* _Task to complete_
Find all lines in the listing that include the word "face", then copy them.

* _Stored data_
--- START ---

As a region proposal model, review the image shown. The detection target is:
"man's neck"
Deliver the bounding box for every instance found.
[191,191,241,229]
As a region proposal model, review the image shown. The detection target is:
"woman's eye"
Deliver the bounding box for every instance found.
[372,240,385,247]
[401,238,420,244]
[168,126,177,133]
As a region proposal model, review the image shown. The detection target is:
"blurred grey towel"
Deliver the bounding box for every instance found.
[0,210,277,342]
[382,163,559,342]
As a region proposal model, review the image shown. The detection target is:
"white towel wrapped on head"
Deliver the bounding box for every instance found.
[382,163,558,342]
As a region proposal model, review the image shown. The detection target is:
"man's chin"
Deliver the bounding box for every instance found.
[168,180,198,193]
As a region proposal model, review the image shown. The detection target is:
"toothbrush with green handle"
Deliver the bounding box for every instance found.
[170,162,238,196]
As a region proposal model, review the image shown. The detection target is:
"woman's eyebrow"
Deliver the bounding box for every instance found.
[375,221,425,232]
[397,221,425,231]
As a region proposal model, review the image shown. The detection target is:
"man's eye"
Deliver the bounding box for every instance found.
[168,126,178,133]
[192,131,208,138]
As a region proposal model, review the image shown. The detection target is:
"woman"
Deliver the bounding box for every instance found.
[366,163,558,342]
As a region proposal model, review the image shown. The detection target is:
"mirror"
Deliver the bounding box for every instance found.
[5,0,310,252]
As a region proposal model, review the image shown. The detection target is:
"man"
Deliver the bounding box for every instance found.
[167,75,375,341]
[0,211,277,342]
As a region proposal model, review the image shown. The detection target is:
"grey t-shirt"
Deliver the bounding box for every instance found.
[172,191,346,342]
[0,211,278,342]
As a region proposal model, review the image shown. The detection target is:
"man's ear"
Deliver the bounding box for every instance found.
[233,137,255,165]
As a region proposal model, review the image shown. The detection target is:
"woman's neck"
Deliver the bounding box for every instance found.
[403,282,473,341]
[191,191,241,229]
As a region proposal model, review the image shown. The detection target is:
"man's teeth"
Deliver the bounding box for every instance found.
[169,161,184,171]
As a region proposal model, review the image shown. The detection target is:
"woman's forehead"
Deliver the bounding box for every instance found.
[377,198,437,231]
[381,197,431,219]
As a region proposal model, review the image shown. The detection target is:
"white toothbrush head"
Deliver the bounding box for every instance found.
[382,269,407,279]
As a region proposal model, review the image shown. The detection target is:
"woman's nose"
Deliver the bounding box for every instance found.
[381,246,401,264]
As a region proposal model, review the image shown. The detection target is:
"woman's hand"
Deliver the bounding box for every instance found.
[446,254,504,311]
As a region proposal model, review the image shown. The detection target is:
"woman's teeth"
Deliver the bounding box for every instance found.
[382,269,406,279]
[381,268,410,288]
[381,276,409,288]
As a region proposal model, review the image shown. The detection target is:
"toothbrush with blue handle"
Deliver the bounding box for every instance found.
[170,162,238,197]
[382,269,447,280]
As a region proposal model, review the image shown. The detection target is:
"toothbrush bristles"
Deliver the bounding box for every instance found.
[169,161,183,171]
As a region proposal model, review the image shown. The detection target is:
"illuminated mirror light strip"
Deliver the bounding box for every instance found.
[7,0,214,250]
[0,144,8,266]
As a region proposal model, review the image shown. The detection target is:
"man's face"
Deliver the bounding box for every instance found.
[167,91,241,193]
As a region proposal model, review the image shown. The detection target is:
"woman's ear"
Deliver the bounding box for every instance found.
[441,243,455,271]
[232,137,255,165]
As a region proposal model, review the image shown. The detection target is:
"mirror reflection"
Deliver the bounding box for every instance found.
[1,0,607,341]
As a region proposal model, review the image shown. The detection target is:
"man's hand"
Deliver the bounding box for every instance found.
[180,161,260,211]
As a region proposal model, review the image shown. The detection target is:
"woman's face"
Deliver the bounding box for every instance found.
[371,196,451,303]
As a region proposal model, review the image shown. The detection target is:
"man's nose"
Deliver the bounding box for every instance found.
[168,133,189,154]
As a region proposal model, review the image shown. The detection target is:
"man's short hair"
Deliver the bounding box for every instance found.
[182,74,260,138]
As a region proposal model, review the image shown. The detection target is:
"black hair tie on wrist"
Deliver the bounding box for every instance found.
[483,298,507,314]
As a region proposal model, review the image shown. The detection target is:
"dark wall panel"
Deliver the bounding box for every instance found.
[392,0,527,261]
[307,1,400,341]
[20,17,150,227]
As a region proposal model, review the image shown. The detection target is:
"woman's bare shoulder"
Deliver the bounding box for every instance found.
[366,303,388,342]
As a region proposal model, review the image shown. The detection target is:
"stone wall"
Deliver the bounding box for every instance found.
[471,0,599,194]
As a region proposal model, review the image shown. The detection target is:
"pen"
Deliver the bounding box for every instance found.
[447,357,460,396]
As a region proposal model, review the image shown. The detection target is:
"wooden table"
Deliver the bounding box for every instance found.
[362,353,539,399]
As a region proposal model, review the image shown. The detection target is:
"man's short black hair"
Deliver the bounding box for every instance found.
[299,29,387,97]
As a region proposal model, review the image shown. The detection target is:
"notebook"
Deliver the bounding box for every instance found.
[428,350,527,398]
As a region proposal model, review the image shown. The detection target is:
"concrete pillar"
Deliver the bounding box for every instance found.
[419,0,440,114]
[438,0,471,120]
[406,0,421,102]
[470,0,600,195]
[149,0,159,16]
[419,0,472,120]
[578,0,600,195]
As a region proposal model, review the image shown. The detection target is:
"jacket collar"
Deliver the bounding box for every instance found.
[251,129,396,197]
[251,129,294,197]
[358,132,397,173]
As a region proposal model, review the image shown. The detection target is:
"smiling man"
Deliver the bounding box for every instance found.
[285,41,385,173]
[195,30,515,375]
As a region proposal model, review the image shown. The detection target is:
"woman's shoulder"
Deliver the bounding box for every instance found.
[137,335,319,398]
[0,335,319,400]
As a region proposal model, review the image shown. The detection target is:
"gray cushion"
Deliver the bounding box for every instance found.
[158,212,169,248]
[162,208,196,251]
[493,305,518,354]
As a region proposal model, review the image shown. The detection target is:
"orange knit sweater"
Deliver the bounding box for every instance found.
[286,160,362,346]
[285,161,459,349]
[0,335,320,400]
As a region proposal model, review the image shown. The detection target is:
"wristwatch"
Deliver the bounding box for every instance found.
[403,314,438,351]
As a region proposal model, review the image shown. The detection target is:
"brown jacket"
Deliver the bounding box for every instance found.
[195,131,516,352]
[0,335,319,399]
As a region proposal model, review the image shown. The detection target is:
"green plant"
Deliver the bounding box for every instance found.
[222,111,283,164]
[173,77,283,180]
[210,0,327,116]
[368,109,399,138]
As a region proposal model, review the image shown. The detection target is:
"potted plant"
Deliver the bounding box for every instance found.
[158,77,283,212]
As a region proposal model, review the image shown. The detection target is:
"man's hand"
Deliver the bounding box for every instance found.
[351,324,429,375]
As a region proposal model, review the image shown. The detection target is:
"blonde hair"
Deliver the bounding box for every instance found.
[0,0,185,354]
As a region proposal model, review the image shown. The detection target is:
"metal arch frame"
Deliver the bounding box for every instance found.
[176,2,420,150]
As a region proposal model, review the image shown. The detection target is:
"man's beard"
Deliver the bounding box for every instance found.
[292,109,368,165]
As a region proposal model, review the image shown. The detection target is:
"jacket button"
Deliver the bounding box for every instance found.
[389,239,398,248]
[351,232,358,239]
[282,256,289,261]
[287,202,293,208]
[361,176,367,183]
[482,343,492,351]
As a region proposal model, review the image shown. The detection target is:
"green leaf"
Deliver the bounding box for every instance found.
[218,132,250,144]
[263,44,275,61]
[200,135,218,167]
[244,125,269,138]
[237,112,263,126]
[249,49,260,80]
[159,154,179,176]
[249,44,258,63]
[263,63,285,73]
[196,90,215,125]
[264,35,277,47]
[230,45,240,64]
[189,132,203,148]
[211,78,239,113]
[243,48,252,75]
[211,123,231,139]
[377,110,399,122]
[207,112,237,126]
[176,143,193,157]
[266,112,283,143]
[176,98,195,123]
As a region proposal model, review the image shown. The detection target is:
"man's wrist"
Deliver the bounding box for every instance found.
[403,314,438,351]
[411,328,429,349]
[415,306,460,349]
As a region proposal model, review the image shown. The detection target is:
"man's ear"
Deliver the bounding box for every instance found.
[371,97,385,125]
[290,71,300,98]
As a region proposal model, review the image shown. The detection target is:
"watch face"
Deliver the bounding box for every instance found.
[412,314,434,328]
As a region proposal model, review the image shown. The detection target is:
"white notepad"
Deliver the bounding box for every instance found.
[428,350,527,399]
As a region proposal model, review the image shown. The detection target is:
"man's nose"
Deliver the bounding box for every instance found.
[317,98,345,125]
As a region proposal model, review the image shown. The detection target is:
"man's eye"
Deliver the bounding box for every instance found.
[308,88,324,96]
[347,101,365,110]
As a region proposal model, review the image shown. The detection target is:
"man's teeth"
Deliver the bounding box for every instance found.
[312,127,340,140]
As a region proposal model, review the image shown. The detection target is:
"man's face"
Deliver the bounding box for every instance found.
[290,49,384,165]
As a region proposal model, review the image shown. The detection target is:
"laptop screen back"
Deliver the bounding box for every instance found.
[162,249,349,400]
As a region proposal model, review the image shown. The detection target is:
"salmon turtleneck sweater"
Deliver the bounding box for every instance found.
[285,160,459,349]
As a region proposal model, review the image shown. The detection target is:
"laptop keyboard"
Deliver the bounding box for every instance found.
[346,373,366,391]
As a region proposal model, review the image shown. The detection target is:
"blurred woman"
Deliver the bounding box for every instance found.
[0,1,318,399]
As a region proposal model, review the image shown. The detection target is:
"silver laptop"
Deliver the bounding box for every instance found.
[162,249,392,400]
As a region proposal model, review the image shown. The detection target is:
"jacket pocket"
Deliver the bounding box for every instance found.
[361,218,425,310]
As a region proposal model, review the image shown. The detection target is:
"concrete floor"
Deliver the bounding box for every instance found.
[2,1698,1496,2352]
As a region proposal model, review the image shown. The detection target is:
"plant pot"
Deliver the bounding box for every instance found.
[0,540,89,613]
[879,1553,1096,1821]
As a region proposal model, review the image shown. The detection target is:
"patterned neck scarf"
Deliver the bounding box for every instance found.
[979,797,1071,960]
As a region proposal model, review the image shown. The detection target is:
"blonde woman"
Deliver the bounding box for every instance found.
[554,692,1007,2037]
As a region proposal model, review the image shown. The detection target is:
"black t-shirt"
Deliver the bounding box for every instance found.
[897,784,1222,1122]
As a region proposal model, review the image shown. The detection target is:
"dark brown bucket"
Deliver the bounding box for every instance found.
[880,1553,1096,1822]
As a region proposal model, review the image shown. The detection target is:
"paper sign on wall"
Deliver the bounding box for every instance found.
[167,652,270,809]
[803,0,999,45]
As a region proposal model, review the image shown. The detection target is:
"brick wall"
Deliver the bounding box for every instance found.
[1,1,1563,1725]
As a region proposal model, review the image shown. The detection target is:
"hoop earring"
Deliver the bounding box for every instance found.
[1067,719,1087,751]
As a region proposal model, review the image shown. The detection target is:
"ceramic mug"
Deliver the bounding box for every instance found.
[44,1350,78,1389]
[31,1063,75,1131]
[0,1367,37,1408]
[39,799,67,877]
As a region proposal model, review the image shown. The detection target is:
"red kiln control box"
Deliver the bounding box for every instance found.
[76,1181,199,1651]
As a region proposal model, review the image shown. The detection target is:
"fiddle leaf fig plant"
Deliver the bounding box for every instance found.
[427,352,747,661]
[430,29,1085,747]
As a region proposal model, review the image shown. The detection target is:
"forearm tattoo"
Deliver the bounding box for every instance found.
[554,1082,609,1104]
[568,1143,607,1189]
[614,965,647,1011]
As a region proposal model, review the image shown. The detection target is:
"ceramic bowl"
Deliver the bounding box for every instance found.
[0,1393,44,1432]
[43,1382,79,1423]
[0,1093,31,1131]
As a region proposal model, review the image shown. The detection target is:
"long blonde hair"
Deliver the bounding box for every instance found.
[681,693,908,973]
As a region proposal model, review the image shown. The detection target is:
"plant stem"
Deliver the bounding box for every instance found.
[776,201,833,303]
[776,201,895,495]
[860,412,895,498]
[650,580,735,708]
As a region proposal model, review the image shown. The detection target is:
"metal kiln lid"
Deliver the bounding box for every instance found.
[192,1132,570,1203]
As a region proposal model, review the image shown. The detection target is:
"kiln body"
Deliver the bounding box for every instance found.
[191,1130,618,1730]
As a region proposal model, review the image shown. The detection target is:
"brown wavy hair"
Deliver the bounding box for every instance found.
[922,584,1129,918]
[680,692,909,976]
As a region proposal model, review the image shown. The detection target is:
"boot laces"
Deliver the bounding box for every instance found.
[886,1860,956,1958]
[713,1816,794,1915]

--- END ---

* _Task solution_
"man's face"
"woman's face"
"watch face"
"man's face"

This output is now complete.